— Start of PROVIDED TEXT —

International College Hong Kong
Jan 10, 2017

Individual Differences and the Learning Environment

Perhaps the most effective way of exploring how ICHK aligns with the fourth of OECD's transversal conclusions is to step outside of the South East Asian educational environment for a moment and to invoke the principles that have catapulted a European nation, Finland, to the forefront of the global education agenda.

Over the last several years, Finland, and its many innovations, have come to dominate the international conversation about education to the point where to extol the Finnish system has become almost a cliché, yet an unavoidable one given the dearth of systemic alternatives. So, at the risk of becoming just another cheerleader, taking this approach makes good sense because, in many ways, our 5+1 model is a customised iteration of the Finnish principles, maps against them perfectly, and provides for our model’s strengths to be assessed as part of a more wide-ranging debate about education in general.

As hinted at above, however, let me start by noting that, for many experienced educators, it does feel a little odd to see Finland's approach to schooling given such prominence; to see it celebrated as if it were the mysterious solution to an otherwise intractable problem. For, on examination, Finland's superstar status lies in some pretty common-sense assumptions about what is likely to make schools successful sites of learning. That these assumptions are so widely conceived by experts and authorities in other countries as groundbreaking or radical, tells us as much about the ways in which the educational project has been perverted in other parts of the world as it does about Finland’s claims to genius!

In short, Finland’s rise to pre-eminence on the global scene is viewed by many professionals in education with equal parts enthusiasm, bewilderment and frustration.

Central to the Finnish approach are three equally weighted precepts. First, that the quality of teachers is critical to the educational project, not just in their grasp of the knowledge and skills that undergird their subject expertise, but, equally, in the aptness and coherence of their understanding of the psychology of the students with whom they work. This gives rise to a highly professional workforce, competitive in its make-up and demanding to join, with good collective self-esteem, and widely respected in Finnish society.

Second, that the school curriculum should properly reflect the complexity of the world to which it claims to offer an introduction and of which it claims to be a representation. Increasingly, this means that the Finns are breaking away from and transcending the ‘disciplines’ that form the traditional curriculum (narrowly conceived areas labelled ‘Mathematics’, ‘History’, ‘Science’ and so on), and adopting a more interdisciplinary, collaborative and project-based approach to organising learning for their children. This, after all, is how we encounter knowledge in the world.

And, third, and arguably most important, that every single student is genuinely unique, genuinely capable of learning to good advantage and, therefore, is genuinely worthy of the best schools’ interest, attention and support. A corollary of this, and a vital one, is that every child, whatever their attainment profile, has individual needs. Far from being something unusual or “special”, having individual needs is a straightforward and unexceptional dimension of being an individual learner. There is no shame or stigma in “having needs”, because having needs is an ineluctable part of being human.

— End of PROVIDED TEXT —
— Start of SUPPLIED ENTRIES —

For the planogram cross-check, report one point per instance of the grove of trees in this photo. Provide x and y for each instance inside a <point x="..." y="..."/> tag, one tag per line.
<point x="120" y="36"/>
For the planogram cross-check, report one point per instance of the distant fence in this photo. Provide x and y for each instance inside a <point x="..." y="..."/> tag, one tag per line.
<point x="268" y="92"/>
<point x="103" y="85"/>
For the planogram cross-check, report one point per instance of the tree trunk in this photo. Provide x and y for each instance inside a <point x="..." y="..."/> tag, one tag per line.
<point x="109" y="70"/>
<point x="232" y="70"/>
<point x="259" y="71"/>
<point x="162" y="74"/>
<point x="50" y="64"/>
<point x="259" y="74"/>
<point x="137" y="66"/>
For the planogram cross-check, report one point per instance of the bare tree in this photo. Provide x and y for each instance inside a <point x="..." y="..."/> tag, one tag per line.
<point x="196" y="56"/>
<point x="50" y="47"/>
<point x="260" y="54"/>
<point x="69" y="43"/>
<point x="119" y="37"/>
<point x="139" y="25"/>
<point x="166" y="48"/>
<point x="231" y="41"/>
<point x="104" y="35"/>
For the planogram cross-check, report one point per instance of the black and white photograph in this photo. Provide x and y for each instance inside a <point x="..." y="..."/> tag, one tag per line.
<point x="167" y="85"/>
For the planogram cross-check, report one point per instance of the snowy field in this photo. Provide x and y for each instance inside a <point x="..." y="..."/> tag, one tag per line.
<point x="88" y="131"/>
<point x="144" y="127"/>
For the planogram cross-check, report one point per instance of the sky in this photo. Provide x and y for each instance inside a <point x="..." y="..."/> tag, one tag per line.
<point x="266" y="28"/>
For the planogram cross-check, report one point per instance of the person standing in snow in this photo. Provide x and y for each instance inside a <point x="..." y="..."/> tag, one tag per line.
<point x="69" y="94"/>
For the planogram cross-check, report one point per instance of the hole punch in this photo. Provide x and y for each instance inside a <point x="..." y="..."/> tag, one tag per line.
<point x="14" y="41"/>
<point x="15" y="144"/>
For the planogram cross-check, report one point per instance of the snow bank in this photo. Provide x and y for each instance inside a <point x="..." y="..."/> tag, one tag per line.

— End of SUPPLIED ENTRIES —

**TASK**
In the text on individual differences and the learning environment, which Finnish precept is called arguably the most important?

**FULL SOLUTION**
That every single student is genuinely unique, genuinely capable of learning to good advantage, and therefore genuinely worthy of the best schools' interest, attention and support.